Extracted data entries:

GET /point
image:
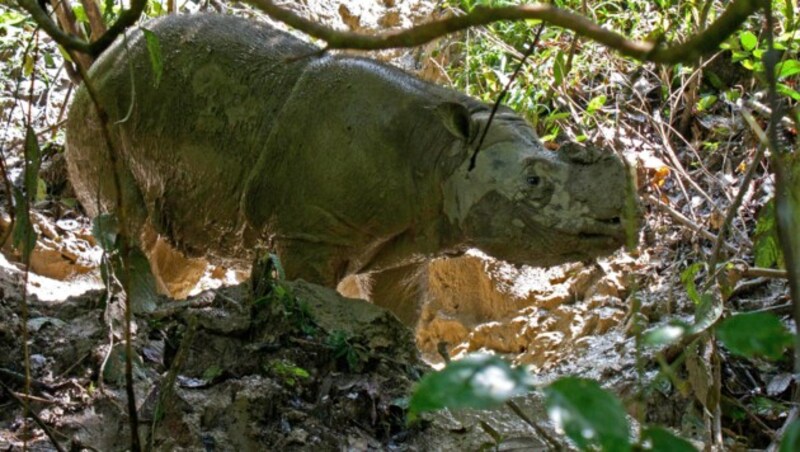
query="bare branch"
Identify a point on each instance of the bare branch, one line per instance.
(706, 42)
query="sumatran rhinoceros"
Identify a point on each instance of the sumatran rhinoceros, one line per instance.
(343, 165)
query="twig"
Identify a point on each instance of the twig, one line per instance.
(703, 43)
(36, 418)
(680, 218)
(127, 18)
(502, 95)
(733, 209)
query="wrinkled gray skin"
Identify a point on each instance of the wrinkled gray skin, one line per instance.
(344, 165)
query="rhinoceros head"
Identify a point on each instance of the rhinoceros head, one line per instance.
(527, 205)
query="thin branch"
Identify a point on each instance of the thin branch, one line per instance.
(127, 18)
(500, 97)
(734, 208)
(688, 51)
(47, 430)
(680, 218)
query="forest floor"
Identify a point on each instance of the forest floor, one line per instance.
(217, 372)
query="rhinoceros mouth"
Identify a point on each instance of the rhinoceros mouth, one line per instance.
(603, 229)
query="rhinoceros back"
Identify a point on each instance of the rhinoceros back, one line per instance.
(186, 142)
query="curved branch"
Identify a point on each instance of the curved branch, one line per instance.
(127, 18)
(707, 41)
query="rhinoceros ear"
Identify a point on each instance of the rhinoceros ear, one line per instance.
(456, 119)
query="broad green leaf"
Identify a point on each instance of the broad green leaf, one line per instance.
(477, 381)
(141, 283)
(687, 278)
(755, 334)
(41, 190)
(665, 334)
(787, 68)
(276, 263)
(706, 102)
(788, 91)
(707, 313)
(558, 68)
(80, 13)
(27, 65)
(662, 440)
(791, 438)
(767, 252)
(154, 51)
(749, 40)
(591, 417)
(596, 103)
(23, 236)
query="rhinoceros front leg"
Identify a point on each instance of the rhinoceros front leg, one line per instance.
(400, 290)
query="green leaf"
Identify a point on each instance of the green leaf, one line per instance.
(665, 334)
(23, 236)
(755, 334)
(559, 65)
(767, 252)
(80, 13)
(687, 278)
(154, 51)
(141, 283)
(477, 381)
(276, 264)
(749, 40)
(661, 439)
(589, 415)
(788, 91)
(707, 313)
(787, 68)
(41, 190)
(596, 103)
(791, 437)
(706, 102)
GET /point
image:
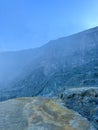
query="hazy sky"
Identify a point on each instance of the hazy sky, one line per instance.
(32, 23)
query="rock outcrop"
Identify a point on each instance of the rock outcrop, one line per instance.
(39, 114)
(66, 62)
(84, 101)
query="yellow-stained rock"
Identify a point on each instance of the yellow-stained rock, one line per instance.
(39, 114)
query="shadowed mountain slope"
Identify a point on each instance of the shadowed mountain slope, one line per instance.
(66, 62)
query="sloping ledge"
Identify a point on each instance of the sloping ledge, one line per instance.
(39, 114)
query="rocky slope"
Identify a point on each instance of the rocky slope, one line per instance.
(66, 62)
(39, 114)
(84, 101)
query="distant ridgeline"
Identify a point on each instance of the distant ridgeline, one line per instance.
(66, 62)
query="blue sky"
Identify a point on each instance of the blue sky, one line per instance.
(32, 23)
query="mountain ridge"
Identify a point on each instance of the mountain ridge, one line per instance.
(61, 63)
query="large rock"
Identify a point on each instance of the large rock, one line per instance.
(83, 100)
(39, 114)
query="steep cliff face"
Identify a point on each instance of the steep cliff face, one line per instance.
(39, 114)
(66, 62)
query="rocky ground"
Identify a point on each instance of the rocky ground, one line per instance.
(84, 101)
(39, 114)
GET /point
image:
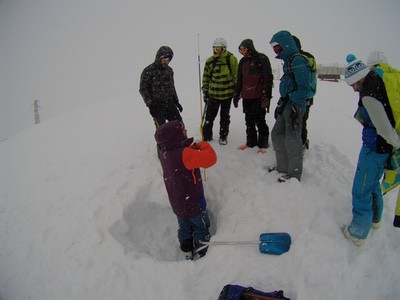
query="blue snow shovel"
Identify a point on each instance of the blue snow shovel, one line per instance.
(269, 243)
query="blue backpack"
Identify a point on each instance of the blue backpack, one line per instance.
(237, 292)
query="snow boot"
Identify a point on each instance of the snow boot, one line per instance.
(347, 235)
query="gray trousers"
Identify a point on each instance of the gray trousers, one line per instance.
(288, 144)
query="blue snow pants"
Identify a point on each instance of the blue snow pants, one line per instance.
(366, 192)
(196, 228)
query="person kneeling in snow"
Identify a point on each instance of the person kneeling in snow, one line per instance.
(180, 160)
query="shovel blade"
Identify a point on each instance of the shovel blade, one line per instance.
(275, 243)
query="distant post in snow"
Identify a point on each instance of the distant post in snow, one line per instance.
(36, 107)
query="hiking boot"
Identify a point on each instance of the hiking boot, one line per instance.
(284, 178)
(187, 245)
(306, 145)
(223, 141)
(347, 235)
(271, 169)
(200, 249)
(376, 225)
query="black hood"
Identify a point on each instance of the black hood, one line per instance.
(248, 43)
(164, 52)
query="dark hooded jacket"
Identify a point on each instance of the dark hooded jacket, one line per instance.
(180, 161)
(255, 79)
(157, 82)
(297, 86)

What the task asks -> Write out every record above exactly as it stands, but leave out the pictures.

Exercise response ->
GET /point
image:
query="bare branch"
Identify a point on each instance of the bare branch, one line per instance.
(706, 42)
query="sumatran rhinoceros"
Identify a point on each instance of the sumatran rhinoceros, one line per instance.
(343, 165)
query="twig"
Identify a point on each instance of the twig, one line per instance.
(703, 43)
(36, 418)
(680, 218)
(127, 18)
(502, 95)
(733, 209)
query="wrinkled gray skin"
Identify a point on each instance of the wrinkled gray skin, one line per instance.
(344, 165)
query="rhinoceros head"
Identify a point on each instance of the rhinoceros head, one line per instance.
(527, 205)
query="thin branch"
Identify a point on each instance of the thin branch, one line per instance.
(127, 18)
(500, 97)
(734, 208)
(688, 51)
(47, 430)
(680, 218)
query="forest floor"
Identify a point on each instance of the forest floor, one line per instance.
(217, 372)
query="rhinoceros mouth"
Identify a point on each instance of the rhinoceros mouth, one line per instance.
(603, 229)
query="rhinoceros back"
Identify a point on each instance of the rhinoceros back, one line per instance.
(186, 142)
query="curved branch"
Identify a point on each instance of the curved branch, one line per instance.
(127, 18)
(707, 41)
query="rhinoceros ear"
Identify a point on each instance of the rhinoceros ear, one line per instance.
(456, 119)
query="broad green leaf"
Identify a point on each instance of the broad green leaf, one line per instance.
(477, 381)
(141, 283)
(687, 278)
(755, 334)
(41, 190)
(665, 334)
(787, 68)
(276, 263)
(706, 102)
(788, 91)
(707, 313)
(558, 68)
(80, 13)
(27, 65)
(662, 440)
(791, 438)
(767, 252)
(154, 51)
(749, 40)
(591, 417)
(596, 103)
(23, 236)
query="rhinoceros front leg"
Identify a point on each instance of the rhinoceros front leg, one line per instance.
(400, 290)
query="green leaf"
Identify a point on each instance of the green leaf, one line per instance.
(665, 334)
(23, 236)
(755, 334)
(559, 65)
(767, 252)
(80, 13)
(687, 278)
(154, 51)
(141, 283)
(477, 381)
(276, 264)
(749, 40)
(661, 439)
(589, 415)
(788, 91)
(707, 313)
(787, 68)
(41, 190)
(596, 103)
(791, 437)
(706, 102)
GET /point
image:
query="hazy sky"
Identify a point on each instance of the hazy sky, one line per instance.
(32, 23)
query="rock outcrop"
Identify a point on each instance of the rock outcrop, one line per instance.
(39, 114)
(66, 62)
(84, 101)
query="yellow-stained rock"
Identify a point on each instance of the yellow-stained rock, one line per instance.
(39, 114)
query="shadowed mountain slope"
Identify a point on each instance of the shadowed mountain slope, one line per instance.
(66, 62)
query="sloping ledge"
Identify a point on each instance of the sloping ledge, one line per instance.
(39, 114)
query="rocky slope"
Identify a point on each instance of the rocky slope, one line per instance.
(66, 62)
(39, 114)
(84, 101)
query="distant ridgeline"
Identify a point on each instance of the distant ridgeline, one line per instance.
(66, 62)
query="blue sky"
Identify a point on each instance of the blue sky, one line per instance.
(32, 23)
query="mountain ridge"
Identify a point on each instance of the mountain ridge, one line per instance.
(61, 63)
query="large rock"
Identify a point on each instance of the large rock, one line per instance.
(83, 100)
(39, 114)
query="steep cliff face"
Identify a point on each instance of the steep cliff face, one line per instance.
(39, 114)
(66, 62)
query="rocky ground"
Identify a point on each instance of the rocky ground, one line per instance.
(84, 101)
(39, 114)
GET /point
image:
query="blue snow shovel"
Identify a point on each instance of the blue snow shovel, one line per instance.
(269, 243)
query="blue backpack"
Identify a point on each instance of the blue backpack, one line per instance.
(237, 292)
query="snow boot"
Identify a point on each instance of the snow boot, one line per instance.
(347, 235)
query="gray trousers"
Identify a point on each instance of the gray trousers, one line per instance.
(288, 144)
query="blue snow pants"
Identify a point on each instance of the blue snow pants, one line per instance.
(366, 192)
(196, 228)
query="person kneeling in snow"
Identify a point on each instance of the person kneeling in snow, one line per instance.
(180, 160)
query="shovel blade"
Identify a point on each instance of the shovel blade, one line per instance.
(275, 243)
query="distant post in snow"
Identify a point on each instance of the distant post in snow, one line per instance.
(36, 107)
query="hiking boot"
Identify a point on each instance of the hiking boot, one line per instance.
(284, 178)
(187, 245)
(306, 145)
(223, 141)
(347, 235)
(271, 169)
(200, 249)
(376, 225)
query="black hood"
Identify a point on each instance of the black hood, one line per instance.
(248, 43)
(164, 52)
query="dark hooded jacket"
Identify a point on each instance of the dark hooded jacket, one line per instance.
(180, 161)
(255, 79)
(157, 82)
(297, 86)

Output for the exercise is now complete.